*** MATERIAL FOR THE TASK Section Begins ***

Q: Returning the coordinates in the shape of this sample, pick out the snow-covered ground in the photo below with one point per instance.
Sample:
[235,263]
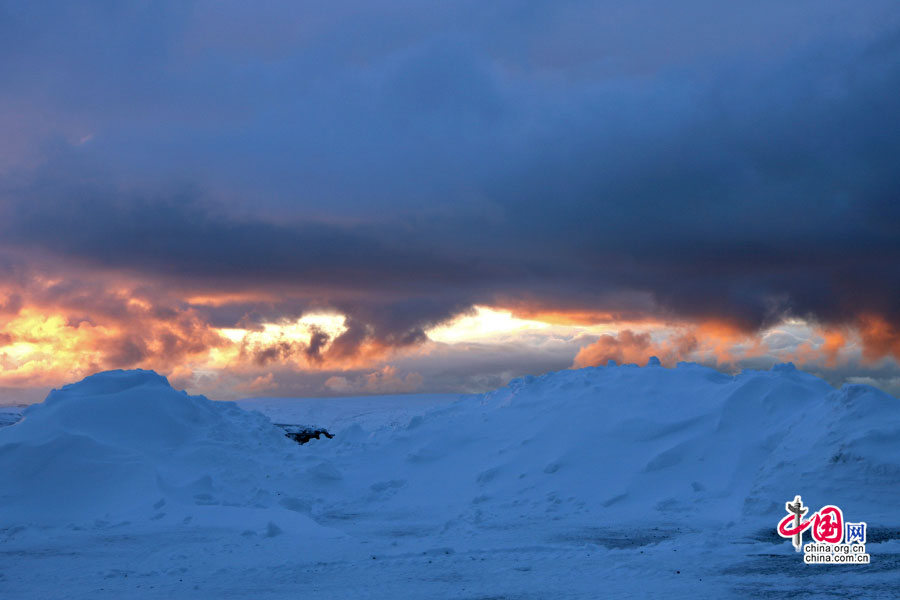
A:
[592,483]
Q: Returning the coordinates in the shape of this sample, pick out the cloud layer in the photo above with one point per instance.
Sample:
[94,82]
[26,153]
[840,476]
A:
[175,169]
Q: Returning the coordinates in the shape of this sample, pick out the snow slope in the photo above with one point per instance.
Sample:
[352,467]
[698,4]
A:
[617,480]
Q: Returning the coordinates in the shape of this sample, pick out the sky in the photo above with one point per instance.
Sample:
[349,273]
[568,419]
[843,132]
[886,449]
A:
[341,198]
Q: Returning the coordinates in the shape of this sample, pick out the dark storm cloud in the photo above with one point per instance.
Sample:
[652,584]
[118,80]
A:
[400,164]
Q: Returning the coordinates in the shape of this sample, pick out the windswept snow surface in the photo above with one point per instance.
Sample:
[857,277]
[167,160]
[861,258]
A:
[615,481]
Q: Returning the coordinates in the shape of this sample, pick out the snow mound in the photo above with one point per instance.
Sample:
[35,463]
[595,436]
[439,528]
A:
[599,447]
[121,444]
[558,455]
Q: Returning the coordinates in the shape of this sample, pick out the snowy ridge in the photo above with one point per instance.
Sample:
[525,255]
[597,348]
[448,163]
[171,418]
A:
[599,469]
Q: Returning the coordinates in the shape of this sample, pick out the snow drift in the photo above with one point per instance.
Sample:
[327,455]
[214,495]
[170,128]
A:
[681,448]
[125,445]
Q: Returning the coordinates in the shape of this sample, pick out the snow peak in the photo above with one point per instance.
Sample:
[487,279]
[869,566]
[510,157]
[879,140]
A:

*** MATERIAL FOR THE TASK Section Ends ***

**BRIEF:** The answer must consist of every line in the records above that contains the word "cloud".

**EXERCISE OUTPUT:**
Q: Returning the coordinates in the shape of this sample, pick out the cloud layer in the photo above with one point per instance.
Q: Returning the coordinates in the shape of this sample, pick out the dark storm cloud in the photo above with one point per instance.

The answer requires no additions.